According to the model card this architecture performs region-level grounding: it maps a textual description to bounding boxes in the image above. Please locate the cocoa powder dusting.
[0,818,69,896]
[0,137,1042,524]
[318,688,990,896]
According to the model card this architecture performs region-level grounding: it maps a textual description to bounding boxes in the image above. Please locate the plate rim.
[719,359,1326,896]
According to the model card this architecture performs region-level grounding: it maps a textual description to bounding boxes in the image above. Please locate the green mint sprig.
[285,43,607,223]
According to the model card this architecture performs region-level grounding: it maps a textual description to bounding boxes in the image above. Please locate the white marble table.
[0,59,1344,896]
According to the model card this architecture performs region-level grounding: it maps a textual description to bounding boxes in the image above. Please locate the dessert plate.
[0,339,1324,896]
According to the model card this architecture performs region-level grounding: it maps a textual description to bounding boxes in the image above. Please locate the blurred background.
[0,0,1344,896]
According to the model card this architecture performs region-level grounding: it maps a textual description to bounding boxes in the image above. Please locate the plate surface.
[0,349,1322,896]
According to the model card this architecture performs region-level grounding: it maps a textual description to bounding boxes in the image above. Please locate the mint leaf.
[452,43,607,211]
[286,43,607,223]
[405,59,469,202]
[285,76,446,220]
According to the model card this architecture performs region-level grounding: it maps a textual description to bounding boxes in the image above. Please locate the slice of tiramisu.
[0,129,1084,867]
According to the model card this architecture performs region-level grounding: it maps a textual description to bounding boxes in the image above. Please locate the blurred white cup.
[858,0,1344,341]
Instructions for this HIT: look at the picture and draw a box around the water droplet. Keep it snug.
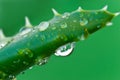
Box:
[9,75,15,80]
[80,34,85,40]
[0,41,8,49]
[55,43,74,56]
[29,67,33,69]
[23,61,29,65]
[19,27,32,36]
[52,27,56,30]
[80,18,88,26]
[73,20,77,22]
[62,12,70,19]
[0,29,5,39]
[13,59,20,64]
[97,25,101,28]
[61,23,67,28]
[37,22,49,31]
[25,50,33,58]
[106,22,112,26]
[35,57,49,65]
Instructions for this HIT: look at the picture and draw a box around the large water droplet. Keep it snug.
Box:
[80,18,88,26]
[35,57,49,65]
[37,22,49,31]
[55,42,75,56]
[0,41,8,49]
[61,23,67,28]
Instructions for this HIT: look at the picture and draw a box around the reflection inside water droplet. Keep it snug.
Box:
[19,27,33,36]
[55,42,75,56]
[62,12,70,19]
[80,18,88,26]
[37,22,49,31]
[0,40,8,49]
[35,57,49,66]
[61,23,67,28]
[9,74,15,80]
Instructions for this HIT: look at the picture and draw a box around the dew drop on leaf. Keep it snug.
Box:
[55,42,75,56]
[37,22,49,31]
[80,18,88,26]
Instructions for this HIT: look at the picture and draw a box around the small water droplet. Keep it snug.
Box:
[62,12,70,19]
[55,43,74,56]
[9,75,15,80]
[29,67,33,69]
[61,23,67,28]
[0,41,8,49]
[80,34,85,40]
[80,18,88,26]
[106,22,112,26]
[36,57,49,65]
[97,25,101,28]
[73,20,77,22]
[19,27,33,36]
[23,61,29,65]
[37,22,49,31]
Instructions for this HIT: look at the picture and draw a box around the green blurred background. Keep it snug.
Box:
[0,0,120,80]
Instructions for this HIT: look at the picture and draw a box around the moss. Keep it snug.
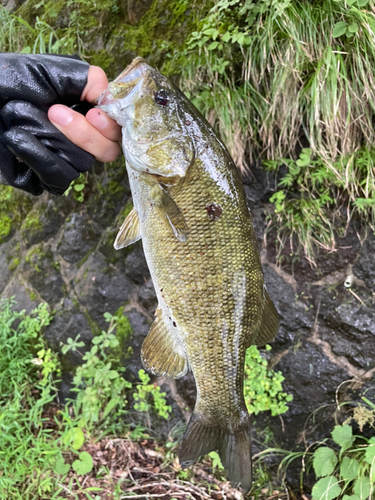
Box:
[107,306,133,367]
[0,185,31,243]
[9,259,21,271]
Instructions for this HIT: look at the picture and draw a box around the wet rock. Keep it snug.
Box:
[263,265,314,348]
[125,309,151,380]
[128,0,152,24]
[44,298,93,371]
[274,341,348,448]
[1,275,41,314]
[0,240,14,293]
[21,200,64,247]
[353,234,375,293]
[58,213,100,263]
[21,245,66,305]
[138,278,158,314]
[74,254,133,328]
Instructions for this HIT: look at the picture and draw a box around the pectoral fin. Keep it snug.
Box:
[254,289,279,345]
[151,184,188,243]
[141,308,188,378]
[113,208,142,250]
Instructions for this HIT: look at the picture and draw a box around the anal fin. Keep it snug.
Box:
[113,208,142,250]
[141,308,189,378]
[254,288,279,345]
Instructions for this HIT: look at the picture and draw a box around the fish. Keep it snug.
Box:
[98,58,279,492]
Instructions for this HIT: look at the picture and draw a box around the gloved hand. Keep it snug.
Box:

□ □ □ □ □ □ □

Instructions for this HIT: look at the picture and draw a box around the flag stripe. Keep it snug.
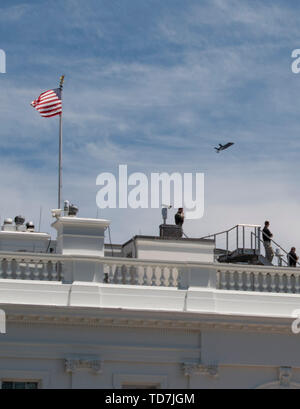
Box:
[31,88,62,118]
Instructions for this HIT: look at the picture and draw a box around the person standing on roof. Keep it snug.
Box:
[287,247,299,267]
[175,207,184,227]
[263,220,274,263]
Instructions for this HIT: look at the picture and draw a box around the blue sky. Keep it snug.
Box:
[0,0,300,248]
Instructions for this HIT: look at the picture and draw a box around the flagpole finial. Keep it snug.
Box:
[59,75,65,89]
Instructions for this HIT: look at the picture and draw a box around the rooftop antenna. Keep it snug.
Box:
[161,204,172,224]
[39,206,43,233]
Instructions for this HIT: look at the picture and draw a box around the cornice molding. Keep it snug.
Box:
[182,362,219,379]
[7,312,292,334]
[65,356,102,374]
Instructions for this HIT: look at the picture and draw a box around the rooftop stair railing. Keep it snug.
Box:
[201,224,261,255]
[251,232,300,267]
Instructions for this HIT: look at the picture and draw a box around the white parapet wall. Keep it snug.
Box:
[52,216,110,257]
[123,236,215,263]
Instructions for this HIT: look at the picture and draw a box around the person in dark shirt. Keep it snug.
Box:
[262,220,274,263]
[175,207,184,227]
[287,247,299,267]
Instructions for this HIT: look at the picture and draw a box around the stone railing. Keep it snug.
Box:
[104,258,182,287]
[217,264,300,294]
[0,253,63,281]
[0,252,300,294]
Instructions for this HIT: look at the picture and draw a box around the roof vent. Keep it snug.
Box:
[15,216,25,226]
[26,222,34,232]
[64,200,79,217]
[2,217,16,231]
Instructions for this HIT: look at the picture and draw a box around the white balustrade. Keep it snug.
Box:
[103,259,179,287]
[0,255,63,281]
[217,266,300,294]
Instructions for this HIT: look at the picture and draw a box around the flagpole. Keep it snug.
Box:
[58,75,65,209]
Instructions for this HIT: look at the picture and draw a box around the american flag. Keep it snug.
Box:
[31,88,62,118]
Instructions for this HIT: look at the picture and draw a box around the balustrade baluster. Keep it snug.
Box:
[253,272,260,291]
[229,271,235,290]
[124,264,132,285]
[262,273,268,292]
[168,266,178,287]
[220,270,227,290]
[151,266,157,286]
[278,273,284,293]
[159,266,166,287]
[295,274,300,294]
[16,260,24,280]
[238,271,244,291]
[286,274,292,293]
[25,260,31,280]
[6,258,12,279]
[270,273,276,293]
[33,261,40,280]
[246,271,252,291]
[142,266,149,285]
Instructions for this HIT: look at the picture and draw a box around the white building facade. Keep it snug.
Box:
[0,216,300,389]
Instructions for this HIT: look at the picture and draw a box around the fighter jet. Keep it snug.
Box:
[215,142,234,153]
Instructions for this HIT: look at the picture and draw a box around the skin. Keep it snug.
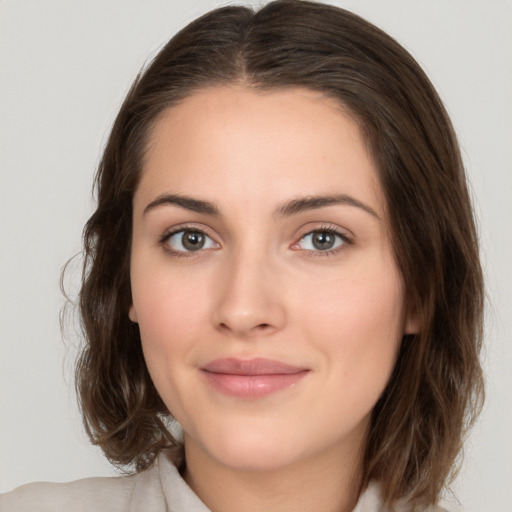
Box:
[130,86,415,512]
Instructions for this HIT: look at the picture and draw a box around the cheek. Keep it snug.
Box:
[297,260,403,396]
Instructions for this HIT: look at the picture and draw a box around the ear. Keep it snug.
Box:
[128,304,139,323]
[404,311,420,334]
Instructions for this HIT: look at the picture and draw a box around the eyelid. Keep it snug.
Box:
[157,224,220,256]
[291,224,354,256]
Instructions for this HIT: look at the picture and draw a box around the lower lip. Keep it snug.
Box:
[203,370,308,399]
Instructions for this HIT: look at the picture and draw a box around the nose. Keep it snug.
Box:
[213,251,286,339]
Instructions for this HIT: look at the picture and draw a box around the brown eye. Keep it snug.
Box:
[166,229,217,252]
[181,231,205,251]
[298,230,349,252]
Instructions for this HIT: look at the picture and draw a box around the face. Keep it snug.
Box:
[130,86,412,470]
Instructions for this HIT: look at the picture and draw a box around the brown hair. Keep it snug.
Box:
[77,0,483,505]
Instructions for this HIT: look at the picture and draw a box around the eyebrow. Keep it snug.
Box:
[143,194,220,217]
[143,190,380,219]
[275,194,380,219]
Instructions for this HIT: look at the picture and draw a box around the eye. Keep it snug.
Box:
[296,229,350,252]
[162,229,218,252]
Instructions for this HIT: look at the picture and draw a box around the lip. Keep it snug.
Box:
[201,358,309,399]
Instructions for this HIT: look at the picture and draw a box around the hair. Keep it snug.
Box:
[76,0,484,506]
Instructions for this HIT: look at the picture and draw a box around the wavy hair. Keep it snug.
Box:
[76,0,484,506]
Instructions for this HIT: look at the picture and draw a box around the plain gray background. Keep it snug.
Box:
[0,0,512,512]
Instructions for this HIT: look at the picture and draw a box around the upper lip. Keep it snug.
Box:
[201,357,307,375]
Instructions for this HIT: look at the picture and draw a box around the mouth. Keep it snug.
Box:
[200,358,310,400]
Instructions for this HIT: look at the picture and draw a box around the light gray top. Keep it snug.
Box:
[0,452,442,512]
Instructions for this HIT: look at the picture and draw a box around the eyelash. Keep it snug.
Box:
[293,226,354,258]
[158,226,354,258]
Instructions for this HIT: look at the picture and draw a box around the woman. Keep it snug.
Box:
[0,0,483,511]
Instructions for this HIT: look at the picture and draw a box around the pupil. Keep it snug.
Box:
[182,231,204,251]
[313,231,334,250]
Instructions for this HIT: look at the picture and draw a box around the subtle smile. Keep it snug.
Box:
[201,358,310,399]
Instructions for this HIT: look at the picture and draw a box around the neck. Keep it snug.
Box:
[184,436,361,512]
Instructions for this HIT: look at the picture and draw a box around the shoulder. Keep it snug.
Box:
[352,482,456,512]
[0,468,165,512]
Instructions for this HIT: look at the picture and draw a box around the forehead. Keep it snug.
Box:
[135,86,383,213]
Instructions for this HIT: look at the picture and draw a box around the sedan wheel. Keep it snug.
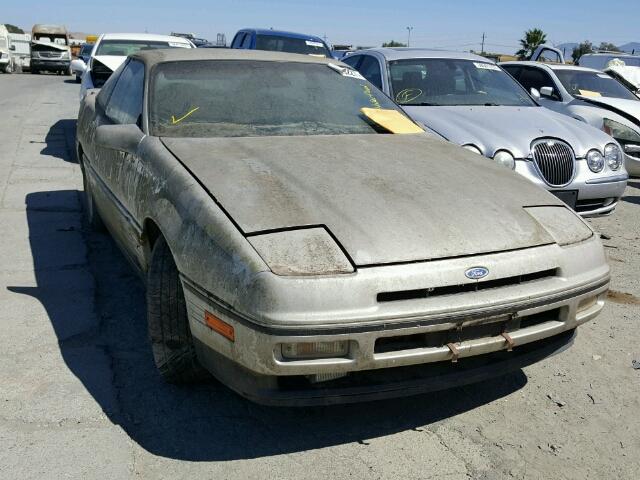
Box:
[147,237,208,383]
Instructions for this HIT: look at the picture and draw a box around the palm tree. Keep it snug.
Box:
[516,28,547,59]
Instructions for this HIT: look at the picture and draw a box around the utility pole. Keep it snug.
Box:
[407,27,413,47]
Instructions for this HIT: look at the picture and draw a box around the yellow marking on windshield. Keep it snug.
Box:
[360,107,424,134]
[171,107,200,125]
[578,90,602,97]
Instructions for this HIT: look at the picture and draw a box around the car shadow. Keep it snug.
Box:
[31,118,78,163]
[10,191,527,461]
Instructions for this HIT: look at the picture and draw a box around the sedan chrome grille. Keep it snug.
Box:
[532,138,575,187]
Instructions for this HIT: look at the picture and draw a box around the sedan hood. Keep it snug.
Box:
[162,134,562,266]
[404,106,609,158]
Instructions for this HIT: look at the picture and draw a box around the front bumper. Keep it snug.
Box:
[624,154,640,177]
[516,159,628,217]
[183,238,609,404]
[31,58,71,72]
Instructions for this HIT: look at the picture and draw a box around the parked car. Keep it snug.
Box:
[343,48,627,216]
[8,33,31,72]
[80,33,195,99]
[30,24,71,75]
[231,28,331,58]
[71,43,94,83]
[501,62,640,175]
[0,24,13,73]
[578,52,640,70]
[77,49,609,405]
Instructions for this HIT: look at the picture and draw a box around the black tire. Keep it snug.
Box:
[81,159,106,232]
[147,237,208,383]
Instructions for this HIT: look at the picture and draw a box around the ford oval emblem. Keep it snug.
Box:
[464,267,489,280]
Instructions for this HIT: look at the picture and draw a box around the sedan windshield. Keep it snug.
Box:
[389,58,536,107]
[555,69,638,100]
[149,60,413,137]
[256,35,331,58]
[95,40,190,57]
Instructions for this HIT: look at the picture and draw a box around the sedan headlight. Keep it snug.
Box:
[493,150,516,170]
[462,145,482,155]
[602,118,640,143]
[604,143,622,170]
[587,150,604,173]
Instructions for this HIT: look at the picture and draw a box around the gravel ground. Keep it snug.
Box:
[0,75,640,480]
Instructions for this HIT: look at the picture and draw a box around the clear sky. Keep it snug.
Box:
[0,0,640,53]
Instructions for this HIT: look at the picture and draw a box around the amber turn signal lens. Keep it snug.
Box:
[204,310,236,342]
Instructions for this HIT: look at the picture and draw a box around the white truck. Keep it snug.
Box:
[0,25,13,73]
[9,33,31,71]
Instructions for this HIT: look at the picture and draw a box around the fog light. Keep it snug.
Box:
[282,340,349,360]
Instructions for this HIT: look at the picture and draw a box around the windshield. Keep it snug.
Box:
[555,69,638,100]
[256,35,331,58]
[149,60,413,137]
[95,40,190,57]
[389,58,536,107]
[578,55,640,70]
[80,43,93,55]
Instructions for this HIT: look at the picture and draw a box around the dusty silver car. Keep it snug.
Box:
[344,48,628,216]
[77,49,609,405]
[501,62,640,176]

□ □ □ □ □ □ □

Rewrite the data from the line containing "cocoa powder dusting." through the line containing "[719,359,1326,896]", changing "plate rim" to "rim of the plate" and leaving everything else unchanged.

According to the model card this architecture performs region-level grounding: it maps a textual description to bounding boxes in the image above. Please locate the cocoa powder dusting.
[0,818,69,896]
[0,137,1042,524]
[318,688,990,896]
According to the model card this architecture performs region-level grounding: it maps a textual description to bounding boxes in the image above. Please locate the rim of the plate.
[719,359,1326,896]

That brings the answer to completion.